## Task directions
Can you transcribe every record below exactly as it appears?

** Recorded information follows **

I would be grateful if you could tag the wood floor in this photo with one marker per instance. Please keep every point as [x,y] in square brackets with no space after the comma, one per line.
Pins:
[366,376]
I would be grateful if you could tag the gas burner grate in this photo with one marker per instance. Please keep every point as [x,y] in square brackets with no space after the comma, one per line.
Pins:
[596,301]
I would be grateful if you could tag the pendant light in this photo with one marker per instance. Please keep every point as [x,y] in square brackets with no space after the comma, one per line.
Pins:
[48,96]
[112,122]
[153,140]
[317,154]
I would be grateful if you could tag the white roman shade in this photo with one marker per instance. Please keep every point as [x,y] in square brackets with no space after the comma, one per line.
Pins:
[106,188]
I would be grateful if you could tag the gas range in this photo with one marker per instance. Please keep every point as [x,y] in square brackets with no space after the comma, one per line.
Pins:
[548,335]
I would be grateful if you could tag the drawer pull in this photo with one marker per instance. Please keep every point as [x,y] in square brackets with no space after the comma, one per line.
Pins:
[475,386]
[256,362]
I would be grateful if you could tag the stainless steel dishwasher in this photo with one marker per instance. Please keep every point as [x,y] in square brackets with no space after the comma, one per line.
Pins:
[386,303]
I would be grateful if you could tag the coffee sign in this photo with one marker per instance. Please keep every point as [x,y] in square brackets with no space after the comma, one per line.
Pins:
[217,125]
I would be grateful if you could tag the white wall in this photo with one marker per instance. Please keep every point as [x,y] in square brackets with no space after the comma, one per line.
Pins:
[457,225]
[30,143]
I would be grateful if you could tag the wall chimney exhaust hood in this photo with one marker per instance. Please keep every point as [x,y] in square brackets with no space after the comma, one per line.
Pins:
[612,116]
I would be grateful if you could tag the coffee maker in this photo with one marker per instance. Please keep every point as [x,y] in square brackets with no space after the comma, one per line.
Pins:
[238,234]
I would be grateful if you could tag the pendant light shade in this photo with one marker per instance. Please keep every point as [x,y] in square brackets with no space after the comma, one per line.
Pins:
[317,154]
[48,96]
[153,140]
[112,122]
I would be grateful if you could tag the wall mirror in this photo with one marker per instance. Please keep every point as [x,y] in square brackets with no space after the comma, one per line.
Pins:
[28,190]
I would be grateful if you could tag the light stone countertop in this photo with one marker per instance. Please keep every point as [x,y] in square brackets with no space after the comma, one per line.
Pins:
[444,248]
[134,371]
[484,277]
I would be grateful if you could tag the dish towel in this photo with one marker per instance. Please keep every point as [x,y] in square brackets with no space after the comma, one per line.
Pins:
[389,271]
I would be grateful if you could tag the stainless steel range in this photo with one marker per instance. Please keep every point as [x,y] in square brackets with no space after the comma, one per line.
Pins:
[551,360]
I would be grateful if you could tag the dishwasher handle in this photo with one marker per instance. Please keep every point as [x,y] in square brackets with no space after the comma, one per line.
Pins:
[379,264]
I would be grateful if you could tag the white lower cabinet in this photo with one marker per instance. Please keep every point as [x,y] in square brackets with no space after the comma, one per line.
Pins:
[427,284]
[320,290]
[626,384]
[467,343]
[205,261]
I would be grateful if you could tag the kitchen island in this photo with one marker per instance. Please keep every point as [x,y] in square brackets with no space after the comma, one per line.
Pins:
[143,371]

** End of Recorded information **

## Answer for the task
I would be grateful if you could tag the wood floor in this photo with one marker per instance. Please keep every point as [x,y] in square brackets with no space after the comma, one per line.
Pins:
[366,376]
I would be grateful if you could tag the gas burner grate in this photo with one marker per instance. Please keep every point as [x,y] in square brackets with no space after the comma, one per line.
Pins:
[596,301]
I would be grateful if you could tag the pendant light in this photo with one marker per instance. Please keep every point as [x,y] in square brackets with no space after the comma, one per line.
Pins:
[48,96]
[112,122]
[153,140]
[317,154]
I would be grateful if you could tag the white roman shade in this photo with one marker per instance. Please keep every point as [x,y] in square brackets with no space after the comma, one per line.
Pins:
[106,188]
I would be grateful if you could tag the gas range in this photo with one marker per instance. Please keep every point as [x,y] in square brackets with no space after the comma, one per line.
Pins:
[548,335]
I would be grateful if you could tag the drawer pull in this photo with one marker per instance. Please keep every point as [x,y] in square brackets with no space after the comma, one per line.
Pins:
[475,386]
[256,362]
I would be grateful if you could tag the stainless steel dishwasher in this photo with one marker per instance. Please keep every point as [x,y] in square brackets with no space after the comma, one per line.
Pins:
[386,303]
I would be grateful if you could tag the coffee sign in this photo with one marker per instance. Please keep every point as [x,y] in square brackets with no space after the comma, one per line.
Pins:
[217,125]
I would be grateful if you could tag the white wall in this photo with one marker per instance. Please keep every point as [x,y] in square brackets with no space after the comma, one per line.
Pins:
[457,225]
[30,143]
I would be grateful if you could tag the wall chimney exhaust hood in this photo with one marker per instance. Please keep every point as [x,y] in square brackets with no space after the comma, one per line.
Pins:
[612,116]
I would be grateful if you could tag the coffee maker in this photo with one marker per instance. Please keep every point as [x,y] in square brackets with no space after the comma, one per line.
Pins:
[238,234]
I would be grateful if you could tag the pendant light shade in this photo with one marker per instance. Please keep every point as [x,y] in square brackets with no space after the comma, one per line.
Pins:
[317,154]
[48,96]
[153,140]
[112,122]
I would be grateful if you could tag the wall mirror in this photo with one marker per instance. Please keep every point as [x,y] in square brackets with no space after the comma, one per line.
Pins:
[28,190]
I would be grateful if you could tag the light stone countertop in this photo with one marker per instance. Please keep every point as [x,y] in square brackets with no space after the comma, one per line.
Pins:
[444,248]
[134,371]
[484,277]
I would be grateful if you could tag the dish towel in this photo with one marker per instance. Please keep every point as [x,y] in square brackets with no space after the comma, one per line.
Pins:
[389,271]
I would be grateful if you could tag the stainless steel range in this photo with one marker per instance. Please keep every point as [x,y] in square brackets with no space after the comma, one per line.
Pins:
[551,360]
I would be grateful if you could tag the dishwasher handle in this photo with one marker per instance. Please keep every point as [x,y] in square brackets with no space after the comma, one per line.
Pins:
[379,264]
I would be grateful if you could tag the white lower cabinet in this photo with one marker per instance. Please keep every point as [x,y] in square brackets with no space after the comma, one per line.
Pins:
[427,284]
[320,290]
[626,384]
[467,343]
[205,261]
I would be grateful if you could tag the kitchen island in this photo with one marker per instance. Please keep every point as [x,y] in square brackets with no space after the comma, one per line.
Pins:
[143,371]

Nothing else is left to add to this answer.